Top of Records shown
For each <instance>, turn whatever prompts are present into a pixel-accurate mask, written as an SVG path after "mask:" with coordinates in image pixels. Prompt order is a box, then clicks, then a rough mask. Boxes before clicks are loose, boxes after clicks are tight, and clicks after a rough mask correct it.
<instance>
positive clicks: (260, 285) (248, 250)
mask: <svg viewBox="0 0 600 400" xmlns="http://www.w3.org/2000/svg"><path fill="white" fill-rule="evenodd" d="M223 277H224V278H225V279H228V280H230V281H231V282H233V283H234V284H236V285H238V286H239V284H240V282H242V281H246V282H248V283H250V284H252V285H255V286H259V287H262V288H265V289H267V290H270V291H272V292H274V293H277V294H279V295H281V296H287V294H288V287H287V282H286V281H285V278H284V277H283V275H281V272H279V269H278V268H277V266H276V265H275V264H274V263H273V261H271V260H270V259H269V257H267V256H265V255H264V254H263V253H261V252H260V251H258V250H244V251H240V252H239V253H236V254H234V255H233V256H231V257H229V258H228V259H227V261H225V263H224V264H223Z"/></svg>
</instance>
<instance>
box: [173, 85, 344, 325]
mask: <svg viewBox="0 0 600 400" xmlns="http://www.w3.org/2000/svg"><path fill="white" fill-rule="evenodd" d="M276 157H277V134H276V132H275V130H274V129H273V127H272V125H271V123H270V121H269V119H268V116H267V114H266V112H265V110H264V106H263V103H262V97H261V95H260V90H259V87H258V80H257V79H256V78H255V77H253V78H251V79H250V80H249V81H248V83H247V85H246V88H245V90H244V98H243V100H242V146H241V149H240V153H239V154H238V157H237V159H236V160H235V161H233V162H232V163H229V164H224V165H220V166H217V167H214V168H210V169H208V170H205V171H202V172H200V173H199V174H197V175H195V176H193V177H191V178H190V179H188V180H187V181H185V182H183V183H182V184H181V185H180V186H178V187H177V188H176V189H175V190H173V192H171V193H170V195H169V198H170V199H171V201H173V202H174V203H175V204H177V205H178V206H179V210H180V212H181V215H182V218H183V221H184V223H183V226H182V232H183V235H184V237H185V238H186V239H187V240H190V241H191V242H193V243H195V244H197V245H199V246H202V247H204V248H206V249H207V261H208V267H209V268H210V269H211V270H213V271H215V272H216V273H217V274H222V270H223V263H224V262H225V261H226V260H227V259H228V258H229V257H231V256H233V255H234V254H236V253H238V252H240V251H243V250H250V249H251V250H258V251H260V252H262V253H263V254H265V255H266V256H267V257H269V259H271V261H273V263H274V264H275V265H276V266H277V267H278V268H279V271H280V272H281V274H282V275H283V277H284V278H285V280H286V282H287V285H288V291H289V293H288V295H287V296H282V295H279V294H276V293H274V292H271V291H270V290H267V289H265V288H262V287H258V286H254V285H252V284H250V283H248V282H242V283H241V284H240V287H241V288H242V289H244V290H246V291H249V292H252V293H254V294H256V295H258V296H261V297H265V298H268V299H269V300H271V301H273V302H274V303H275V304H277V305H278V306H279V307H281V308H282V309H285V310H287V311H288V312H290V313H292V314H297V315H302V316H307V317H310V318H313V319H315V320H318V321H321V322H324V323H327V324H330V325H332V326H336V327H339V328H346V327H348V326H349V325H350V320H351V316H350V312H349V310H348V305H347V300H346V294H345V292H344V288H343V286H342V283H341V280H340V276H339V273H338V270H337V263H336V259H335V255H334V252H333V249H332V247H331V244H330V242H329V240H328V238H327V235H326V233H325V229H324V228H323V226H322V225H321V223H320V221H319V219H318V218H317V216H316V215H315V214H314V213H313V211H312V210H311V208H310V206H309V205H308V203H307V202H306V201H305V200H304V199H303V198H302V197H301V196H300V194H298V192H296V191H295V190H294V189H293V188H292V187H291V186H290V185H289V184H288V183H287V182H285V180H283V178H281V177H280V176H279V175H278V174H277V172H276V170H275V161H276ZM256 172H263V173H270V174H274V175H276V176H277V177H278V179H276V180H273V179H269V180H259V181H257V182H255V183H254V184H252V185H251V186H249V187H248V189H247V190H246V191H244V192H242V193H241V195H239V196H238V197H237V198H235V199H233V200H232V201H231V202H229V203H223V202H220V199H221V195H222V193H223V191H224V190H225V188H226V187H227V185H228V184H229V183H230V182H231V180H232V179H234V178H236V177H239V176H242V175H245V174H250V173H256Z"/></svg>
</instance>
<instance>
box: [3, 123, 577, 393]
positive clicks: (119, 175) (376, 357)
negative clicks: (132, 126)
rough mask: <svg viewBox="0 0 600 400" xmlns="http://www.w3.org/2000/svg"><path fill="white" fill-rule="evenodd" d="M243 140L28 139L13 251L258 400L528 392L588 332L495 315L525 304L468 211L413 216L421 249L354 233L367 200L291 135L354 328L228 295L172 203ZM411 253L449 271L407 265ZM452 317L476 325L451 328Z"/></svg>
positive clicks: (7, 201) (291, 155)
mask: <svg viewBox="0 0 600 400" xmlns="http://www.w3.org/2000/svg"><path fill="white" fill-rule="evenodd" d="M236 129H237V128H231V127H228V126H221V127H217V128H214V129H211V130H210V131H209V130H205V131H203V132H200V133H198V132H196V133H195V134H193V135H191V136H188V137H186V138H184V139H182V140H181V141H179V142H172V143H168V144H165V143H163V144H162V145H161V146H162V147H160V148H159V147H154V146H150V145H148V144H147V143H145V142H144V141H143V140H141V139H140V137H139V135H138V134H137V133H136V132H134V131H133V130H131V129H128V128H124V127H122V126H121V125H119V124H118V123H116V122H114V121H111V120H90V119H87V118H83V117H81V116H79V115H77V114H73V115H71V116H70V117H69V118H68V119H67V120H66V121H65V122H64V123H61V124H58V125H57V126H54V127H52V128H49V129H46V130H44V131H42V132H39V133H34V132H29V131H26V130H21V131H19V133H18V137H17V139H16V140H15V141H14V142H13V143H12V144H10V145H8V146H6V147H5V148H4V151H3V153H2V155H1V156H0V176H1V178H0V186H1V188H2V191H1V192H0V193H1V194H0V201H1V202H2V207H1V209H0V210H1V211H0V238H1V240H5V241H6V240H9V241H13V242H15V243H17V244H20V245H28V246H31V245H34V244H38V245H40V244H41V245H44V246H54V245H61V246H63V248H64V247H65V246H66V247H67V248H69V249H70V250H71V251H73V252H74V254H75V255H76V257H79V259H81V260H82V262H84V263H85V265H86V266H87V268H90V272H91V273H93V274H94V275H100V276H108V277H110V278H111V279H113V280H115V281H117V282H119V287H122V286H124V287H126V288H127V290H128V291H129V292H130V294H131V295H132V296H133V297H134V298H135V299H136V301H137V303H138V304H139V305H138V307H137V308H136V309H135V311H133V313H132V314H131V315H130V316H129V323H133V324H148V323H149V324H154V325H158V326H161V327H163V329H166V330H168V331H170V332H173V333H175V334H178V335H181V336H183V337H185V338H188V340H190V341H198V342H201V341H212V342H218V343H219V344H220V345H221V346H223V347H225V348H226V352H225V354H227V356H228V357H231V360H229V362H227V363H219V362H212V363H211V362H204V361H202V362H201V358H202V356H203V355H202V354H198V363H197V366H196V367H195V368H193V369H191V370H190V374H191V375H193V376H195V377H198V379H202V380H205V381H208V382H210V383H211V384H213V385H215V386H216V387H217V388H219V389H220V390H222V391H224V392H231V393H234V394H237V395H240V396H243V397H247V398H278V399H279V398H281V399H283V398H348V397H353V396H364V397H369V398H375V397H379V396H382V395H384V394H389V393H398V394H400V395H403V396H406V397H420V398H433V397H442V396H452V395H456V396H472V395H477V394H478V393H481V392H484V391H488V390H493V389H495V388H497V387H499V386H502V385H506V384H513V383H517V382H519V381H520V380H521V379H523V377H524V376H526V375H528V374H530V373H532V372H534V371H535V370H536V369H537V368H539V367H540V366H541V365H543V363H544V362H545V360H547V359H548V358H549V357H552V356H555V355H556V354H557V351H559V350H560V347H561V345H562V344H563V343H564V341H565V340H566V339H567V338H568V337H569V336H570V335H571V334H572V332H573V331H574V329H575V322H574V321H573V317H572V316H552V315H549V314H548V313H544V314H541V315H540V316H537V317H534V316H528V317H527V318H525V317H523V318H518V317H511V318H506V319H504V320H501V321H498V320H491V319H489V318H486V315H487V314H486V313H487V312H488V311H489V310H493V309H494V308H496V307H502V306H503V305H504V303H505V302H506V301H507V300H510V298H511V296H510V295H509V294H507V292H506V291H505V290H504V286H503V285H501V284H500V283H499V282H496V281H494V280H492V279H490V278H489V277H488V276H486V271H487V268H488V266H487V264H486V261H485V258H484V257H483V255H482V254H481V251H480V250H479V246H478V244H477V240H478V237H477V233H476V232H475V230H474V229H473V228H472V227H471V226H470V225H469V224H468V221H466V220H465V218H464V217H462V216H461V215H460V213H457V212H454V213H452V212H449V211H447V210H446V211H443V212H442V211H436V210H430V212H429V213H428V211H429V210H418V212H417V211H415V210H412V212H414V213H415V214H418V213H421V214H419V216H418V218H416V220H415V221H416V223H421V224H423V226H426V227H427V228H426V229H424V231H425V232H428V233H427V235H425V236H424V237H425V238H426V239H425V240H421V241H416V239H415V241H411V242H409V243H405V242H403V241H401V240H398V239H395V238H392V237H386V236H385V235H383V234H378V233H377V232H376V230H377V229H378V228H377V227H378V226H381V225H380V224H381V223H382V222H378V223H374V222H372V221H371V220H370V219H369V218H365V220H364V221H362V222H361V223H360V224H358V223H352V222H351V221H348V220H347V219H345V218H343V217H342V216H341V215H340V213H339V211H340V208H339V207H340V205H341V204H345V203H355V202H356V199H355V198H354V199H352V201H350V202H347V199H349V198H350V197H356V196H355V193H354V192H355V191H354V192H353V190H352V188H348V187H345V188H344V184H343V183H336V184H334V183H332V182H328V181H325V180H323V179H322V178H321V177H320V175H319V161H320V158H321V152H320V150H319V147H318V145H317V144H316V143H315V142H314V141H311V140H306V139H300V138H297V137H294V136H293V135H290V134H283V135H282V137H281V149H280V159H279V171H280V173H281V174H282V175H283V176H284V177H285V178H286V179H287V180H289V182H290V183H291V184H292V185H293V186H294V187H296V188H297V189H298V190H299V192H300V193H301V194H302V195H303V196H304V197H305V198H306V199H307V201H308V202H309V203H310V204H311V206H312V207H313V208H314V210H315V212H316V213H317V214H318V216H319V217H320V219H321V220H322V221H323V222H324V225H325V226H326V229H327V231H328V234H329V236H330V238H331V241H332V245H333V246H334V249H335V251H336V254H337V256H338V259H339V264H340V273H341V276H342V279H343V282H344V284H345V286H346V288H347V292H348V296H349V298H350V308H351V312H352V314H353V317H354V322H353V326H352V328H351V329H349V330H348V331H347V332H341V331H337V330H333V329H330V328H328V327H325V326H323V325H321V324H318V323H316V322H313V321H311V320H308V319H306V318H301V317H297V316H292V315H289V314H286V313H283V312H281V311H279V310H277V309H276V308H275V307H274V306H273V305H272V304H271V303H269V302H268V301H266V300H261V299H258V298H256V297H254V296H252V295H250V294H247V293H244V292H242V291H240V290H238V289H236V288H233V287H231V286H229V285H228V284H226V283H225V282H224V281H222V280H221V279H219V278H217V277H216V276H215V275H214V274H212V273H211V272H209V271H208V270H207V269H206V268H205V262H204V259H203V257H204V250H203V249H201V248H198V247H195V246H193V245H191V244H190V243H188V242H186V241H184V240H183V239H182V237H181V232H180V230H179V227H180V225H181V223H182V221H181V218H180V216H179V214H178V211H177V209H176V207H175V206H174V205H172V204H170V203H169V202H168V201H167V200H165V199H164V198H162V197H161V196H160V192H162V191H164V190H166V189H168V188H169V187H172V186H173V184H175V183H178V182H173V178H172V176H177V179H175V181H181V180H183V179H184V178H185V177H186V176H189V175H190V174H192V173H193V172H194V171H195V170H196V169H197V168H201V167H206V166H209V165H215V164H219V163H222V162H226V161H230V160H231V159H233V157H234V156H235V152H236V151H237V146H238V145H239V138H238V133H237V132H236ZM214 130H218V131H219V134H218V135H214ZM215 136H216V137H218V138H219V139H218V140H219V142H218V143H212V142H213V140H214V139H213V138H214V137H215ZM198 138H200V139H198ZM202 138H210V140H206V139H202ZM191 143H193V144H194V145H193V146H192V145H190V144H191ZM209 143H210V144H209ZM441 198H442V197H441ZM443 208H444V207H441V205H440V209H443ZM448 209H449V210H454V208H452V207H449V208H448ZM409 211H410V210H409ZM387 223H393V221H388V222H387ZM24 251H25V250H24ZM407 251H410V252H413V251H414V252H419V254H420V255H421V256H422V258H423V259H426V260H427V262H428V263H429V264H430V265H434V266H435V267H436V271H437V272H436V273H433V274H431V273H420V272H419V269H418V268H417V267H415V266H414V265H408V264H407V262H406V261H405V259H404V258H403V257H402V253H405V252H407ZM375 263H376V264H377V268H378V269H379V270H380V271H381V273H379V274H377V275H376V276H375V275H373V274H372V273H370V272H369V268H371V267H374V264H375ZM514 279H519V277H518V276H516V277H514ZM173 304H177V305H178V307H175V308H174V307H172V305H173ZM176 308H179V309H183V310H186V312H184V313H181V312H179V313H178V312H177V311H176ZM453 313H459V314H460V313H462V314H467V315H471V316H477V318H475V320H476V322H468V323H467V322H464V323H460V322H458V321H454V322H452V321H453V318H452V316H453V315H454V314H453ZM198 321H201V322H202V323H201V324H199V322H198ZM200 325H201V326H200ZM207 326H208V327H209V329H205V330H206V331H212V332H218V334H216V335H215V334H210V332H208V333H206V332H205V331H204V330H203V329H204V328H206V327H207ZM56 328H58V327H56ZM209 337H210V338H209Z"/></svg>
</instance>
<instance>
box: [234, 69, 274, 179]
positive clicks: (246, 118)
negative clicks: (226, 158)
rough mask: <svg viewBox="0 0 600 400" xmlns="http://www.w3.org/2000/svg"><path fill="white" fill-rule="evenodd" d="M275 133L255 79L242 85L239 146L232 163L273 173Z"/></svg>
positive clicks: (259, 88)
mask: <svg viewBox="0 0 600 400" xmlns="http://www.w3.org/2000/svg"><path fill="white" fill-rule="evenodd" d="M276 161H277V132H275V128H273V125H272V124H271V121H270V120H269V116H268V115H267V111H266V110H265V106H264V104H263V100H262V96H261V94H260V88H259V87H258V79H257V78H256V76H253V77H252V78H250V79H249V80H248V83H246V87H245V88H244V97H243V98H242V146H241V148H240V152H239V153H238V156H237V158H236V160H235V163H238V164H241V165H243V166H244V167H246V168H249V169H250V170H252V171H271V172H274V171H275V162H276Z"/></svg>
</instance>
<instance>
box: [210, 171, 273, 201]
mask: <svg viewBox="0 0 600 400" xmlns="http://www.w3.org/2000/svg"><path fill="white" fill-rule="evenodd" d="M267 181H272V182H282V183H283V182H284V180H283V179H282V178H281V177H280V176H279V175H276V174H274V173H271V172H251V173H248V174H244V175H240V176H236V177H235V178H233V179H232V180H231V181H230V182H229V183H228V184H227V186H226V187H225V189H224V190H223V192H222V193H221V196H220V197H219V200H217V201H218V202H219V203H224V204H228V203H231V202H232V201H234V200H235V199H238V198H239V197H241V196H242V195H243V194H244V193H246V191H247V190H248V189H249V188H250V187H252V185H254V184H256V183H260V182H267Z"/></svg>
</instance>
Bottom of Records shown
_Try it_
Collect the complete line wherever the string "clicks" appears in the records.

_Exercise response_
For each <instance>, turn whatever prompts are present into a pixel-accurate mask, written as an SVG path after "mask:" with coordinates in image pixels. Prompt order is a box, then clicks, then a rough mask. Boxes before clicks are loose, boxes after clicks are tight, and clicks after a rough mask correct it.
positive clicks: (260, 285) (248, 250)
positive clicks: (119, 175) (376, 357)
negative clicks: (132, 126)
positive clicks: (7, 201) (291, 155)
positive clicks: (246, 118)
negative clicks: (226, 158)
positive clicks: (259, 88)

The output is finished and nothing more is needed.